● Source data:
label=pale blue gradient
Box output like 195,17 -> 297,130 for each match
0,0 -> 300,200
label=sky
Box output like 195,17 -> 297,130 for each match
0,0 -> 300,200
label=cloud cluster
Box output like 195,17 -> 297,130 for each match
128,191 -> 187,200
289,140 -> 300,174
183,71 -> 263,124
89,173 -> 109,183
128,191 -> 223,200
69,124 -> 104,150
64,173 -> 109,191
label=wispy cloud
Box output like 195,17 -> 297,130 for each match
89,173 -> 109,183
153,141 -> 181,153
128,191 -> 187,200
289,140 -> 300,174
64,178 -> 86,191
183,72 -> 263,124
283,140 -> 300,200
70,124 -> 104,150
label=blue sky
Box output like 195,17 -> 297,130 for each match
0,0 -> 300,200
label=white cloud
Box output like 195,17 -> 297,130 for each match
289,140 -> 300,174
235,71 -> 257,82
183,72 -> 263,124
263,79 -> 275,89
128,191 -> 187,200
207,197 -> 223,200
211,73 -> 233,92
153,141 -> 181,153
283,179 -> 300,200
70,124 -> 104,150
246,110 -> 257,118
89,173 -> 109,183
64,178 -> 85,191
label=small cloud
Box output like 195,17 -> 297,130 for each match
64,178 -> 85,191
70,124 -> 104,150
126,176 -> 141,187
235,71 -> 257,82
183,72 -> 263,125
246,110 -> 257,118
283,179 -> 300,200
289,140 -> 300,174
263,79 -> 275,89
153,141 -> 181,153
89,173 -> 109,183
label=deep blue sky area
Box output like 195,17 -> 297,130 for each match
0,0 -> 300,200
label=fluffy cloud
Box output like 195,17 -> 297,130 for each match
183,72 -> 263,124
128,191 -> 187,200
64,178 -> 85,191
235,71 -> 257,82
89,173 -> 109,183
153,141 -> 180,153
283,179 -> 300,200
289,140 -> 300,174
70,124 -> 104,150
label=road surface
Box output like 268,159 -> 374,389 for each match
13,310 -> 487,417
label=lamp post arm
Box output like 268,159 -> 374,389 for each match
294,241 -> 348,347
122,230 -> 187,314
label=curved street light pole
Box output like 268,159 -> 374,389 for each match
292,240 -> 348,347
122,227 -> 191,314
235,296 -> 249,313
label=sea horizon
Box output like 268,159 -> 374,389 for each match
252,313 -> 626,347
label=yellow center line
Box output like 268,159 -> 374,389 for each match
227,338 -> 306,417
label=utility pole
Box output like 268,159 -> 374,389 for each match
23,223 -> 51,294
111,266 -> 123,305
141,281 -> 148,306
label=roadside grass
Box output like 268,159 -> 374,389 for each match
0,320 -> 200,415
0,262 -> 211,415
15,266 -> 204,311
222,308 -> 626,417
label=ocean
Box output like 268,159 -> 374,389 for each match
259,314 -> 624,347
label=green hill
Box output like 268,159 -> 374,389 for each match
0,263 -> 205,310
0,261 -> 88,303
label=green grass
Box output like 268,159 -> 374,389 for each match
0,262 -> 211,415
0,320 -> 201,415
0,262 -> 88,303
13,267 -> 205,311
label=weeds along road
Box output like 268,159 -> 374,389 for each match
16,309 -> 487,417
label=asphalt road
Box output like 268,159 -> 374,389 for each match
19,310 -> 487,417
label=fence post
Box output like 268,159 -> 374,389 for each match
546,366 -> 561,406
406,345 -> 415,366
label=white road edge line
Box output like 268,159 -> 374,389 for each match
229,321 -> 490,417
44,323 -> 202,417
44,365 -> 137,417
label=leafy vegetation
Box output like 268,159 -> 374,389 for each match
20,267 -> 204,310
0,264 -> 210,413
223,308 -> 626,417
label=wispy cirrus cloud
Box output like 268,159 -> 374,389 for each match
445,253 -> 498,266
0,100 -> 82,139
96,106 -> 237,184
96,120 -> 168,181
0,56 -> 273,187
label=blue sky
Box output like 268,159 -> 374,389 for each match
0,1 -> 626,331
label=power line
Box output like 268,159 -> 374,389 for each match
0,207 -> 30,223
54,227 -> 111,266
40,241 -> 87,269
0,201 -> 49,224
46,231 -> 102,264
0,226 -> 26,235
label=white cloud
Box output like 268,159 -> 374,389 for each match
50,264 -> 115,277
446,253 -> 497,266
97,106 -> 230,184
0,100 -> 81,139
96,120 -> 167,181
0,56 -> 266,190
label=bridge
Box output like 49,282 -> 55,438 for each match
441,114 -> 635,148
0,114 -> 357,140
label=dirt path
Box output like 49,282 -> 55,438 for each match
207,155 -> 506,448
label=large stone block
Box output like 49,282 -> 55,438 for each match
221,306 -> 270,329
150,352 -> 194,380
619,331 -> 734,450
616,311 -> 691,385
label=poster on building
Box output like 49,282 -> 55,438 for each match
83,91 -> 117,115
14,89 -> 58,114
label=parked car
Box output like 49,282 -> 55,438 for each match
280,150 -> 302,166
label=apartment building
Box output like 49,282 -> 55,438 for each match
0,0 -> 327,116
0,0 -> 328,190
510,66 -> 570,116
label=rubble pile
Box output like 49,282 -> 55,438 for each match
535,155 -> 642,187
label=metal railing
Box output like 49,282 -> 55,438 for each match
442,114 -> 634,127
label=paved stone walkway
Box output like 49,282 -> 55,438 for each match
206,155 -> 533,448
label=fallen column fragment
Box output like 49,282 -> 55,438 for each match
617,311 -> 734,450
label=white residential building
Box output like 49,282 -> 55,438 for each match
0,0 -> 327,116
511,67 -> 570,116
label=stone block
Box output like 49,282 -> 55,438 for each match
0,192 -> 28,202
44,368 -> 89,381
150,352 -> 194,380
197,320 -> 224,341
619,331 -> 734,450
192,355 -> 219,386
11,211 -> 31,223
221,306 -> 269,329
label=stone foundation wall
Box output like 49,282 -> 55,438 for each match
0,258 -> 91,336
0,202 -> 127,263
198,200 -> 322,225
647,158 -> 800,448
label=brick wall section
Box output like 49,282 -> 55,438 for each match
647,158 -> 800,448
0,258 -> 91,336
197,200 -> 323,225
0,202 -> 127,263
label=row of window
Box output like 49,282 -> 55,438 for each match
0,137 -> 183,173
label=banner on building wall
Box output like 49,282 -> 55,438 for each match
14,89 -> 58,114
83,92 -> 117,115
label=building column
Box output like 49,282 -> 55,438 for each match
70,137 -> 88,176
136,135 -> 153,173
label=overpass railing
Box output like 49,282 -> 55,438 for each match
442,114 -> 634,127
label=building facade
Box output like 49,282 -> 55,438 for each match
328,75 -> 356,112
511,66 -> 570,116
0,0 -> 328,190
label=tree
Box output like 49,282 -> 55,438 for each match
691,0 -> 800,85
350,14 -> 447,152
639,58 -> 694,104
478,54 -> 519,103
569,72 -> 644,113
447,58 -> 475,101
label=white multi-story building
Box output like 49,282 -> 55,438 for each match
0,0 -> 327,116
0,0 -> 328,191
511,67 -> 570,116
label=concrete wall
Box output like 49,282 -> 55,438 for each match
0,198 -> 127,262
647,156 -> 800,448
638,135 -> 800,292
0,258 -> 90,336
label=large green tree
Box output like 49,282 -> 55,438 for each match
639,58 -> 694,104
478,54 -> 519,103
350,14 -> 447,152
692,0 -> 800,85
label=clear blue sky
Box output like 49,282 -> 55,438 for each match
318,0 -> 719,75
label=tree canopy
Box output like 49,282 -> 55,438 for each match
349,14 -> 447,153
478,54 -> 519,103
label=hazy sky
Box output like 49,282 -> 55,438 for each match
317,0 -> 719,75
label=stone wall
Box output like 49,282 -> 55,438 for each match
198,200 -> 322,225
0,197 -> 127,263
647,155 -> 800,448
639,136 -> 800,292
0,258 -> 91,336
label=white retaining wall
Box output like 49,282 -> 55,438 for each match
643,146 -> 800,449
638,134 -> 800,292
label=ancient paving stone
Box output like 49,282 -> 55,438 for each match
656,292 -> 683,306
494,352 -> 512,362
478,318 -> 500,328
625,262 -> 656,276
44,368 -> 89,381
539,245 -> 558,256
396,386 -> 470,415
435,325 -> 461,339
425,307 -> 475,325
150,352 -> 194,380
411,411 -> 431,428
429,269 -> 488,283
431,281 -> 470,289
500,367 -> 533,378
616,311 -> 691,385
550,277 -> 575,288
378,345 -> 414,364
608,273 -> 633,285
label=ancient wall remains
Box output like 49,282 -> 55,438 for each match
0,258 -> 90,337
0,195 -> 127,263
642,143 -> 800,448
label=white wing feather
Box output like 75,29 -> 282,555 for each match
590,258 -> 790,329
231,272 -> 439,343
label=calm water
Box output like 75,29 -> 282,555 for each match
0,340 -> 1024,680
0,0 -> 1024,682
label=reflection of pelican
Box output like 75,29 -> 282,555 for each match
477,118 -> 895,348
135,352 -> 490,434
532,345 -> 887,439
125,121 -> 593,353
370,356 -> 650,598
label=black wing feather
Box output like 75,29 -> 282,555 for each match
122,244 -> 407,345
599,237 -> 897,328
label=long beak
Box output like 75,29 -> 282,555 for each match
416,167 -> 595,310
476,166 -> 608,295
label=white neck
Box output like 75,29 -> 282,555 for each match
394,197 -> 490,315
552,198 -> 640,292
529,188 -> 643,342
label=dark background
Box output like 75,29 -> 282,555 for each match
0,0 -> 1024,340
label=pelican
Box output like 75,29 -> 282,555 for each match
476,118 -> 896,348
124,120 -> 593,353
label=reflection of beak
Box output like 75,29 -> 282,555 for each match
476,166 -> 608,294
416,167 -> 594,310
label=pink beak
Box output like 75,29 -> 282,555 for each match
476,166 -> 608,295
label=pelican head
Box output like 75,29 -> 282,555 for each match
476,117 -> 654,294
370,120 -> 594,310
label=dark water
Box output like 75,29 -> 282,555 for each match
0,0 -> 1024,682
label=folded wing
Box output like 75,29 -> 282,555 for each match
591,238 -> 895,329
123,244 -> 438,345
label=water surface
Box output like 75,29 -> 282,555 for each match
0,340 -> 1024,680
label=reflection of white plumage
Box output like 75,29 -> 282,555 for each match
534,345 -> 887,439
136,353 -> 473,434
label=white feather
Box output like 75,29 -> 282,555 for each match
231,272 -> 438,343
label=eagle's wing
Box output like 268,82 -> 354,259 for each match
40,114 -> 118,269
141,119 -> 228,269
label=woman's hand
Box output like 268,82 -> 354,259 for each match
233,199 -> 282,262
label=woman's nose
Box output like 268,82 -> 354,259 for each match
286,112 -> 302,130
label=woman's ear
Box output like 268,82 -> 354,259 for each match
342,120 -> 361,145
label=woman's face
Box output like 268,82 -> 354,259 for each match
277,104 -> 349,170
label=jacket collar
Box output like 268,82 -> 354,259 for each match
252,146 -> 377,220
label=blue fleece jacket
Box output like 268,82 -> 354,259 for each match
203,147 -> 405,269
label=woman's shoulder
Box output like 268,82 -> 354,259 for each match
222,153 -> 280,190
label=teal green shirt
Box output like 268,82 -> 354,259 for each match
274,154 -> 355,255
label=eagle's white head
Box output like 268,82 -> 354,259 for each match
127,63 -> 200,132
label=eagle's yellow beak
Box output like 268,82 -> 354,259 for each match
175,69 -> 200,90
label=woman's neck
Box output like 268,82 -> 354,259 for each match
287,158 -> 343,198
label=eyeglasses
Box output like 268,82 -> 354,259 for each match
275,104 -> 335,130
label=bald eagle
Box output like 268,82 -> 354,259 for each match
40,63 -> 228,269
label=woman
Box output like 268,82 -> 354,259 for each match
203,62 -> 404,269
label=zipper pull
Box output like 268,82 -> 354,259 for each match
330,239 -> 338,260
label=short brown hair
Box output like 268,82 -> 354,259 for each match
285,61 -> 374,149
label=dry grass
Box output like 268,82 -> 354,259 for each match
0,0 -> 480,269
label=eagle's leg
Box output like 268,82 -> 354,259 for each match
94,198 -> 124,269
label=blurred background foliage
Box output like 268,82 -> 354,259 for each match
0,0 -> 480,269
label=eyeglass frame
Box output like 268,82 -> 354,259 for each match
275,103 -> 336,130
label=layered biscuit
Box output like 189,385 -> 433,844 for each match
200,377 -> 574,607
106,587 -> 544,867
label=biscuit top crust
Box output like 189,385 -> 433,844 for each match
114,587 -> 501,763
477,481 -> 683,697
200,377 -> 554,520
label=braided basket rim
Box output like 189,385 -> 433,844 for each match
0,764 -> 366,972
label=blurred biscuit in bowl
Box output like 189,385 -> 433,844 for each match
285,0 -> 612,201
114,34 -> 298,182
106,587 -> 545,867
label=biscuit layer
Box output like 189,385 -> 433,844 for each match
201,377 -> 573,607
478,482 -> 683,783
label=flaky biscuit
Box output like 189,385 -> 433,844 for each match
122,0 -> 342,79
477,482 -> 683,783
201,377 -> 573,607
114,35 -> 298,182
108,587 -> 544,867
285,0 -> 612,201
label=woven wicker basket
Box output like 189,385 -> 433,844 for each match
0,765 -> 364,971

● Work required:
Copy the records verbatim, from the line containing "label=eyeglasses" through the line containing "106,587 -> 545,867", including both of those lines.

● Solution for this problem:
label=eyeglasses
Box output like 268,82 -> 354,259 for each match
275,104 -> 335,130
label=bald eagle
Box output like 268,82 -> 354,259 for each match
40,63 -> 228,269
label=woman
Box output like 268,82 -> 354,259 for each match
203,62 -> 404,269
label=zipper pull
Box output like 268,82 -> 354,259 for each match
330,239 -> 338,260
label=short brown hair
Box output like 268,82 -> 354,259 for each match
285,61 -> 374,149
label=dry grass
Box output like 268,82 -> 354,259 for each match
0,0 -> 480,269
label=eagle's leg
Box output like 268,82 -> 354,259 for each match
94,198 -> 124,269
label=blurred background foliage
Box output like 268,82 -> 354,259 for each match
0,0 -> 480,269
label=eyeglass frame
Box output like 268,82 -> 354,259 for each match
275,103 -> 336,130
label=layered biscuit
Box output like 189,385 -> 433,844 for each match
200,377 -> 574,607
106,587 -> 544,867
label=biscuit top crust
Box output like 189,385 -> 433,844 for each match
114,587 -> 501,763
477,481 -> 683,697
200,377 -> 554,520
label=braided basket rim
Box output like 189,385 -> 433,844 for each match
0,764 -> 366,972
label=blurred biscuit in bowl
Box output like 189,385 -> 433,844 for each match
285,0 -> 612,201
114,34 -> 298,182
106,587 -> 545,867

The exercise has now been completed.